● Assigned task 1
In the forum thread about dating, what due date does truebebeblue calculate?
● Assigned task 2
Continue the forum thread about dating and pregnancy from its last post.

● Excerpted passage
§

Passion is not just for the young. Older people feel passionate and their passion is fueled by the knowledge that time is limited.


----------



## truebebeblue (Mar 26, 2010)

StarWitness said:


> I wish I was braver when it came to approaching/flirting with men. I don't want commitment or monogamy, I want fun and adventure... but when the opportunity presents itself, most of the time my nerves undermine my desires.
> 
> Case in point... this evening I stopped into a video store that was having a going out of business sale, and one of the clerks was a very B, rather H, M. I browsed the DVDs and stealth-leered at him for a little while, before moving on to Target. The guy randomly shows up to shop at Target while I'm still there.
> 
> And we check out at the same time, so we ended up leaving the store walking only a few feet from each other... and he parked his car a few spaces from mine... so I had all the time I was in the video store, plus a good 5 minute window in Target, with which to approach this guy. I'd never seen him before in my life, probably never see him again. What did I have to lose from approaching him? I could have asked him about when the store was going to close and tried to strike up a conversation from there; I could have proposed to him... realistically, the worst thing that could happen would be rejection. And that was too intimidating. I suck.




Oh i would have said "are you following me?!" and laughed... that usually gives them an opening if they were wanting to talk to you and if not they laugh and that's it.. nothing too mortifying.


True


----------



## truebebeblue (Mar 26, 2010)

Well, funny how I made that post about my biological clock etc..
I just found out I'm pregnant. This should make dating even MORE interesting!
Now I'm off to obsess on growing a new person.



True


----------



## DitzyBrunette (Mar 26, 2010)

truebebeblue said:


> Well, funny how I made that post about my biological clock etc..
> I just found out I'm pregnant. This should make dating even MORE interesting!
> Now I'm off to obsess on growing a new person.



Omg, congratulations! I'm not religious but I've always heard "Ask and you shall receive" lol. Well good luck with the pregnancy!! Now we have two expectant Mommys on Dims. When's your due date?


----------



## truebebeblue (Mar 26, 2010)

DitzyBrunette said:


> Omg, congratulations! I'm not religious but I've always heard "Ask and you shall receive" lol. Well good luck with the pregnancy!! Now we have two expectant Mommys on Dims. When's your due date?




December 17 is my calculation. 
I think its is so weird how the doctors calculate it. At conception they count you two weeks pregnant (seems like that could cause some problems?)... they use the first day of your last period.. makes no sense. I know the day I conceived... so yeah Dec 17.
I am very happy. 

True


----------



## Tracii (Mar 26, 2010)

Congrats hope all goes well.
I really think if you look you won't find a relationship worth having but it has a way of just dropping in your lap.
It did for me anyway.I normally wouldn't date a much older guy but the nicest older guy just happened to be there when I needed him the most.

§

● Input data

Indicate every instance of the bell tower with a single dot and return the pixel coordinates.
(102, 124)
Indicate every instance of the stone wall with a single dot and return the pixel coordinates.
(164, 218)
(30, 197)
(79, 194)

§

● Exercise answer 1
December 17

● Exercise answer 2
A twist of fate perhaps but I wouldn't change a thing that happened.


----------



## olwen (Mar 27, 2010)

Congrats True! Life is funny sometimes ain't it? The universe always seems to give you what you need when you need it.


----------



## Tau (Mar 27, 2010)

truebebeblue said:


> Well, funny how I made that post about my biological clock etc..
> I just found out I'm pregnant. This should make dating even MORE interesting!
> Now I'm off to obsess on growing a new person.
> 
> ...



OMG CONGRATS!!!!


----------



## TheKayDee83 (Mar 28, 2010)

truebebeblue said:


> Well, funny how I made that post about my biological clock etc..
> I just found out I'm pregnant. This should make dating even MORE interesting!
> Now I'm off to obsess on growing a new person.
> 
> ...



OMG, CONGRATULATIONS!!!!!! How exciting!!


----------



## truebebeblue (Mar 28, 2010)

Thanks everyone!


----------



## phoenix92901 (Mar 28, 2010)

Dr. Feelgood said:


> Erotic love is fun, but it's also overrated. I'm talking about the bells-ring-birds-sing emotional rush that all the novels, movies, and pop songs sell us on. It's overwhelming, but it doesn't last, and it isn't much of a basis for a marriage: the divorce rate should tell you that. Also, the older you get, the less likely you are to fall head over heels for someone: youth tends to act first and think later, but with age we become more calculating: we want to know more about this person and what he/she is really like. We look before we leap, and we are less likely to land on something jagged. So don't reject someone because your head isn't spinning: if you find someone you respect, admire, and genuinely enjoy being with, snap 'em up, and don't wait for chills and fever. The best thing you can do is marry a good friend; mutual affection and respect will go a lot farther, for a lot longer, than chills and fever.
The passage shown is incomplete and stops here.